__GIVEN ENTRIES__
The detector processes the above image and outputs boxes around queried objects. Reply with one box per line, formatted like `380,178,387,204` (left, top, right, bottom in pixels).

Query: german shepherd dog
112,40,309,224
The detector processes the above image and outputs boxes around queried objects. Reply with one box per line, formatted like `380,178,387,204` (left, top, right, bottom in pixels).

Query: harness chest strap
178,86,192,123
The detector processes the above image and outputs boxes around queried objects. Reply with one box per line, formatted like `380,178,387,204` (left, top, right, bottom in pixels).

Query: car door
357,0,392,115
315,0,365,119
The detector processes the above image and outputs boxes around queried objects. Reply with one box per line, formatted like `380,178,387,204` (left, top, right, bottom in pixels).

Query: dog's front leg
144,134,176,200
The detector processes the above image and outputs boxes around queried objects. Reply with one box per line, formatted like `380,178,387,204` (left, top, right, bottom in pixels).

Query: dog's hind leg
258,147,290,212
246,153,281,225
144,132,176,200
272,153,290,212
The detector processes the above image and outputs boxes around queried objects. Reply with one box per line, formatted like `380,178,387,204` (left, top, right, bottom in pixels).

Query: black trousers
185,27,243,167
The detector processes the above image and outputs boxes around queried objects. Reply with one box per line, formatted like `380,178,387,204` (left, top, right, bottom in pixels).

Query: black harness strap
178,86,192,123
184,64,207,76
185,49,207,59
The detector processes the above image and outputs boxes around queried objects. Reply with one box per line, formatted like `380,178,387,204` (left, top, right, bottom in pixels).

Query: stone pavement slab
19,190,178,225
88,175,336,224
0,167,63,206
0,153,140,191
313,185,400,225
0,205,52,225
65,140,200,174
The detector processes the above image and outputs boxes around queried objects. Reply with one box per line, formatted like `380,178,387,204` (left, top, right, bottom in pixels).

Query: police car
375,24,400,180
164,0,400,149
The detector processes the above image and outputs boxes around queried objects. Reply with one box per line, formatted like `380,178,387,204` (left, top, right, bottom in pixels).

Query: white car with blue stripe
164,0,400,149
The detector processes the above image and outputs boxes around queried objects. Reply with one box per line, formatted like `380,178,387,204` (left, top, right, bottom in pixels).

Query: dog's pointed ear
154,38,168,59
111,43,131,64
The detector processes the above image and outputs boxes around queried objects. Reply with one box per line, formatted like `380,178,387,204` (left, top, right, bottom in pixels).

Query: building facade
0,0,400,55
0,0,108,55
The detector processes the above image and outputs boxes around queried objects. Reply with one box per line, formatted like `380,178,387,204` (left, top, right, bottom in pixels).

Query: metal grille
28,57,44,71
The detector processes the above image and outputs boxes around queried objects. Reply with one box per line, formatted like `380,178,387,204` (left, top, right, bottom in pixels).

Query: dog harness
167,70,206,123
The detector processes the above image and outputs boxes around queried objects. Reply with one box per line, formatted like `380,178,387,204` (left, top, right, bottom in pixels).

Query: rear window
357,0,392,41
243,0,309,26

---

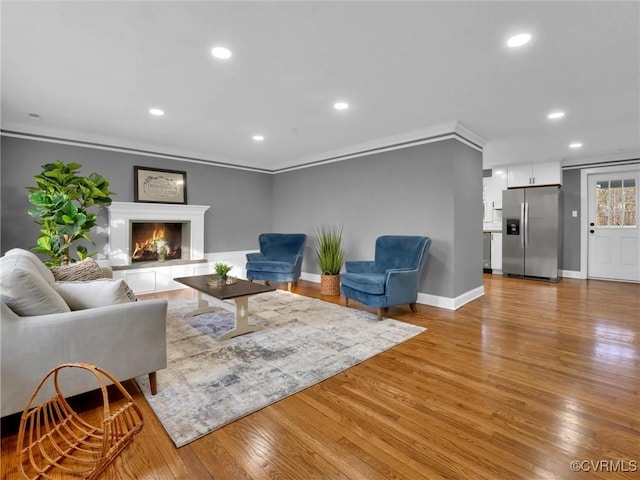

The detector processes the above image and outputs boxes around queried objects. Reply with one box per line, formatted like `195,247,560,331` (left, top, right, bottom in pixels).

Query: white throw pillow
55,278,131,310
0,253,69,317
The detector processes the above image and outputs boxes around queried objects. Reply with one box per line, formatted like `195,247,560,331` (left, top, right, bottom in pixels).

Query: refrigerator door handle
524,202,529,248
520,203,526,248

__GIVEN INSTRUCTION__
Show every line above that contains the word "white", reproducing each such line in full.

__RESULT OF THIS EXERCISE__
Query: white car with blue stripe
Query: white throw pillow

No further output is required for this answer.